_Required task A_
List each distinct username that appears in a post header of the forum thread below.
_Required task B_
Retype the forum thread below from "Thank you analog" to "made my own.".

_Document extract_
Folks posting here don't mind helping out, but when you come right out and say you aren't interested in learning that all you want are answers then we get a little testy. We don't mind helping out, but we do mind doing work you should be doing.


----------



## massa2908 (Sep 8, 2011)

Thank you analog universe!!! 
and as if for you trevor, don't copy comments of others, they have already said what they think, just merge into the group


----------



## Trever1t (Sep 8, 2011)

I didn't copy anybody's comments, I got off my butt and made my own.


----------



## massa2908 (Sep 8, 2011)

sorry if i got you "little testy". the deal is that i have very little time remaining, one billion things to do, and i dont have too much nerves now. sorry again, and again, thanks everyone for the help!


----------



## 2WheelPhoto (Sep 8, 2011)

massa2908 said:


> sorry if i got you "little testy". the deal is that i have very little time remaining, one billion things to do, and i dont have too much nerves now. sorry again, and again, thanks everyone for the help!

_Source material_
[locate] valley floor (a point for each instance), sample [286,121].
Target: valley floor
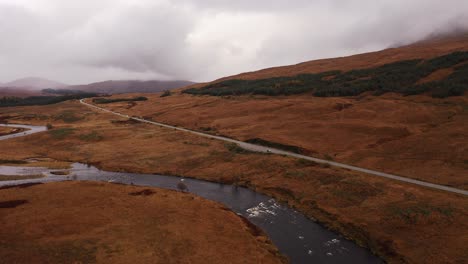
[400,222]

_Correct answer A_
massa2908, Trever1t, 2WheelPhoto

_Correct answer B_
Thank you analog universe!!! 
and as if for you trevor, don't copy comments of others, they have already said what they think, just merge into the group


----------



## Trever1t (Sep 8, 2011)

I didn't copy anybody's comments, I got off my butt and made my own.